--- Description of the task ---
When you copy the entries, keep every word exactly as it is and drop the images.

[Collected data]
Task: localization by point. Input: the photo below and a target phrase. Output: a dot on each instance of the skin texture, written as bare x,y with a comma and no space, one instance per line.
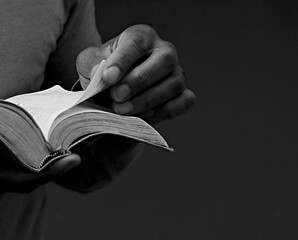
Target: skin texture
144,71
146,81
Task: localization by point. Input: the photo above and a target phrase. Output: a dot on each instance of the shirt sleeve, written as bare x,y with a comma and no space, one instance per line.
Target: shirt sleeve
79,32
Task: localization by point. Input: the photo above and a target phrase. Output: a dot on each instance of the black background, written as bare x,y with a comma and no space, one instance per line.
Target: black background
234,171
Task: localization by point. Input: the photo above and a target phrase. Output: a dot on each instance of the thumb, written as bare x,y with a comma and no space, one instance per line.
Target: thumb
88,61
63,165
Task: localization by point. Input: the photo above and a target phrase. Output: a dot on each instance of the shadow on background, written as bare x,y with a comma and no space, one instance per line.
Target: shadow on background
234,171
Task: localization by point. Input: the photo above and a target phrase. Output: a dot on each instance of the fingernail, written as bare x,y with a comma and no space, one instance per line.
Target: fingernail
93,71
121,92
123,108
112,74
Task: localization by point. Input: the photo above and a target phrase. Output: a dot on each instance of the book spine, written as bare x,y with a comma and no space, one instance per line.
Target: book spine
53,156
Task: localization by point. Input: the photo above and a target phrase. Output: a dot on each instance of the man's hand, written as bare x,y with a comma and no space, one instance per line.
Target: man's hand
144,70
16,178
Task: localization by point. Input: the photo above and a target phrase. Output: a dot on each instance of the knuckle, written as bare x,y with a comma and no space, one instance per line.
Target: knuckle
123,61
142,80
138,43
145,29
168,60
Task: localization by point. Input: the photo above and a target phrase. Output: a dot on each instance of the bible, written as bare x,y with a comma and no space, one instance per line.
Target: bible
41,127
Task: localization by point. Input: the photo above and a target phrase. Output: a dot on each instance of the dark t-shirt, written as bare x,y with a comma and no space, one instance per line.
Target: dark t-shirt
38,37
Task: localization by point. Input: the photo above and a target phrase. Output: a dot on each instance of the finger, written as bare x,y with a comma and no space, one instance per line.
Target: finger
171,109
161,62
159,94
132,45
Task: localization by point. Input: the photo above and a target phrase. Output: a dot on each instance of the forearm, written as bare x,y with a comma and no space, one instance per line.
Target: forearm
103,159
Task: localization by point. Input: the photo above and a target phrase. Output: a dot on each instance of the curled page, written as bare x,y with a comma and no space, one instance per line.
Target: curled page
45,106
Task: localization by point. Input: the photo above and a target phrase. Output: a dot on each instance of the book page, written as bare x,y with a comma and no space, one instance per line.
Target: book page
45,106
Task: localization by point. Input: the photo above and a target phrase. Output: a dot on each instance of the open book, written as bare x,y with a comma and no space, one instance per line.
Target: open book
41,127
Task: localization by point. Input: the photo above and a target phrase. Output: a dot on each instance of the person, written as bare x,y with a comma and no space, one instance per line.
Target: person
52,42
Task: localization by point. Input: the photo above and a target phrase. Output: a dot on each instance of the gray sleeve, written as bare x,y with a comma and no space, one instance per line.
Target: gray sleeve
79,32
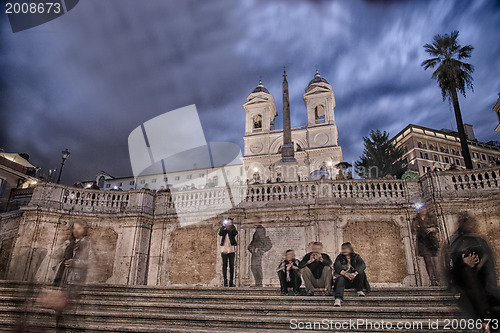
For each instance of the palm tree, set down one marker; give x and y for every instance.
(452, 74)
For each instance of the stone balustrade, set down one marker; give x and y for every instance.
(355, 191)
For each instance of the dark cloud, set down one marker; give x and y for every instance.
(86, 80)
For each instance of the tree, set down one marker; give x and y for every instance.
(380, 157)
(452, 75)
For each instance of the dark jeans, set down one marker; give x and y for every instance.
(294, 283)
(228, 257)
(342, 283)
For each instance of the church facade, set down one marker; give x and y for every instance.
(315, 145)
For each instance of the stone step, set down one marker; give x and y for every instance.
(126, 290)
(351, 300)
(216, 323)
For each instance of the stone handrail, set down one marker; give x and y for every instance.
(476, 183)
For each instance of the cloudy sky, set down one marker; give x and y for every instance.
(85, 80)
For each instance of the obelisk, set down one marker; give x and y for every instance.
(288, 162)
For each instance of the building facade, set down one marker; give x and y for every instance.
(16, 174)
(496, 108)
(429, 149)
(316, 144)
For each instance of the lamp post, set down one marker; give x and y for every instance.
(64, 156)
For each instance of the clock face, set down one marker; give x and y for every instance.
(256, 147)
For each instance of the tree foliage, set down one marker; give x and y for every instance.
(380, 157)
(452, 73)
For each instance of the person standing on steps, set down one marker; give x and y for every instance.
(427, 241)
(260, 244)
(349, 273)
(228, 245)
(316, 269)
(288, 273)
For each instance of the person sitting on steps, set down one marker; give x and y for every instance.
(289, 274)
(349, 273)
(316, 270)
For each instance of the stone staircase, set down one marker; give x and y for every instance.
(111, 308)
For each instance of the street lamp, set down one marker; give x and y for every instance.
(64, 156)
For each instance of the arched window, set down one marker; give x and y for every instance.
(319, 113)
(257, 122)
(100, 182)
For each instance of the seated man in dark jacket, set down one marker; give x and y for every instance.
(288, 273)
(349, 273)
(316, 270)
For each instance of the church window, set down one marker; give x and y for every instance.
(257, 122)
(319, 113)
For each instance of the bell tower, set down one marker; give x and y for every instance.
(320, 104)
(260, 111)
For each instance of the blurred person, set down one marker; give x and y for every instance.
(289, 274)
(316, 270)
(349, 273)
(71, 273)
(228, 245)
(427, 241)
(73, 267)
(471, 272)
(260, 244)
(78, 184)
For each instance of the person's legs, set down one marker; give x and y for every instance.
(283, 283)
(308, 279)
(326, 279)
(231, 269)
(225, 259)
(340, 283)
(296, 280)
(429, 265)
(357, 283)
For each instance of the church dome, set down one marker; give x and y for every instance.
(260, 88)
(317, 79)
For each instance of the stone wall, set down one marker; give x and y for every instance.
(140, 237)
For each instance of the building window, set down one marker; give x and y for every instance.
(319, 113)
(100, 182)
(257, 122)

--- Result for this exercise ---
Task: localization by point. Input: the photo below and a target phrase. Output: a dot on each instance of the skin texture, written as bare x,y with a comma and no space, one instance per line.
Target: skin texture
144,71
146,81
Task: localization by point. Input: the photo above and a target phrase. Output: a dot on each instance of the shirt sleeve, written as bare x,y with a comma and no space, one instance per line.
Target: shirt sleeve
79,32
Task: localization by point. Input: the photo above and a target phrase. Output: a dot on each instance of the black background, written as bare x,y with a comma and no space, one instance per line.
Target: black background
234,171
Task: localization by point. Input: the photo above and a target phrase. Output: a dot on each instance of the thumb, written as bare x,y with a comma and no space, one instance per line.
Target: thumb
88,61
63,165
Task: localization by point. Input: the photo above and a target phrase. Output: a dot on each instance of the shadow on background, written as bare x,y with a comma and no space, one instance per line.
Target: shadow on background
234,171
Task: localization by point. Input: the photo above and a target phrase. Output: a dot on each instance of the fingernail, written as bare x,y with a comma and no space, one instance per line.
Target: fingernail
93,71
121,92
123,108
112,74
Task: localization by point. Input: the photo above and a target phrase. Output: a dot on each instance of the book spine, written as bare x,y with a comma and no space, one instance per line.
Target: book spine
53,156
Task: localization by point. Input: the photo above and a target phrase. Output: a dot on each instance of the man's hand, written as bare x,y with a comma and no space, one instance per line.
Target: man's hand
144,70
16,178
Task: localization by point. Input: the photo above and a target phrase. Output: a dot on each instance of the knuckle, written as bare x,y with a comma and no space, one instance per line.
Target: knuckle
123,61
142,80
138,43
145,29
168,60
Task: localization by point. Input: the photo above and a target phrase. Output: a dot on each instance of the bible, written as bare x,y with a comma and no space, one instance per line.
Target: bible
41,127
Task: localization by point. Input: the photo above and a target phrase. Output: a dot on each instance of the dark t-shirt, written as bare x,y with a comma and no space, one instance per line.
Target: dark t-shirt
38,37
Task: localization by point. Input: the photo above and a target phrase. Output: a dot on each instance of the finger, written as bare x,y with a comma and no space, one instance per line.
Target: finger
171,109
161,62
159,94
132,45
Task: localization by point. Input: the photo above and a target phrase. Output: a dot on each instance of the forearm, written as bare x,y with a comma and no space, one instance per line.
Target: forearm
103,159
Task: localization by point. Input: the photo above and a target phrase. Output: a dot on each instance of the curled page, written as bare x,y with a comma and no space, one instance per line.
Target: curled page
45,106
Task: localization by point. Input: the photo above and a target phrase. Output: a dot on each instance of the book page, written as bare x,y with a comma and no space, one instance per line.
Target: book page
45,106
Task: localization by point. Input: the photo above and a target phrase. Output: a dot on each instance of the open book, written as bare x,y with a comma and no space, one instance per line.
Target: open book
41,127
Task: localization by point. Input: the photo above and a target phrase. Output: a dot on each instance of the person, written as bare x,y with a comma and no space, one instance per line.
Target: person
52,42
Task: localization by point. Input: the photo above and a target phrase. Output: a dot on each instance of the gray sleeve, written as bare x,y with a comma and no space, one instance per line.
Target: gray sleeve
79,32
For each instance of the palm tree, set down one marker; give x and y for every instance.
(452, 74)
For each instance of the stone balustrade, set down one marker; give x and y for every instance.
(355, 191)
For each instance of the dark cloud, set down one marker; give x and y for every instance.
(86, 80)
For each instance of the tree, set down one marker; give x and y for every instance.
(380, 157)
(452, 75)
For each instance of the dark jeans, set down one marker; give x and y for every instance.
(294, 283)
(228, 257)
(342, 283)
For each instance of the church facade, set down one marker; give x and y for every instance.
(315, 145)
For each instance of the stone step, set down one marker; give x and y for every instance.
(126, 290)
(351, 300)
(216, 323)
For each instance of the stone handrail, set down one marker; give x and y for every instance.
(476, 183)
For each instance of the cloudy sky, set down one marker; give x and y for every instance.
(85, 80)
For each instance of the obelisk, set down one marker; give x and y for every instance.
(288, 162)
For each instance of the building facade, set down one marker; give x and y for every instance.
(16, 174)
(496, 108)
(429, 149)
(316, 144)
For each instance of the lamp post, set down one marker; give x and y for every instance.
(64, 156)
For each instance of the clock face, set down one marker; give x and y for every instance.
(256, 147)
For each instance of the tree foliage, set down one marker; give x and y for every instance.
(380, 157)
(452, 73)
For each instance of the person standing on steps, set down one marker; give x and y for every instance.
(427, 241)
(260, 244)
(349, 273)
(228, 245)
(316, 269)
(288, 273)
For each instance of the person sitting on steps, set down one marker; give x and y for every instance.
(289, 274)
(349, 273)
(316, 270)
For each instance of the stone staircase, set down one marker; give x and y for every instance.
(111, 308)
For each instance of the street lamp, set down one marker; give x and y for every instance.
(64, 156)
For each instance of the arched window, set down one marker; give x and y for every instance.
(319, 113)
(257, 122)
(100, 182)
For each instance of the seated man in dark jacket, set down one marker; give x and y for every instance.
(288, 273)
(349, 273)
(316, 270)
For each instance of the church window, set down one marker; give x and y for every instance.
(257, 122)
(319, 113)
For each instance of the bell tower, set down one marker; give x and y for every instance.
(320, 104)
(260, 111)
For each instance of the blurred person, set down one marker; give x and y for every instance.
(289, 274)
(316, 270)
(349, 273)
(71, 273)
(228, 245)
(427, 241)
(73, 267)
(471, 272)
(260, 244)
(78, 184)
For each instance of the person's legs, set down one marker; give x and y for every instance.
(283, 283)
(308, 279)
(326, 279)
(231, 269)
(225, 259)
(340, 283)
(296, 280)
(429, 265)
(357, 283)
For each instance of the church dome, set down one marker; give x and y for every instance.
(260, 88)
(317, 79)
For each instance of the stone wall, set down one marker; give x and y for every instance.
(140, 237)
For each instance of the building window, set down one marker; give x and y for every instance.
(319, 113)
(100, 182)
(257, 122)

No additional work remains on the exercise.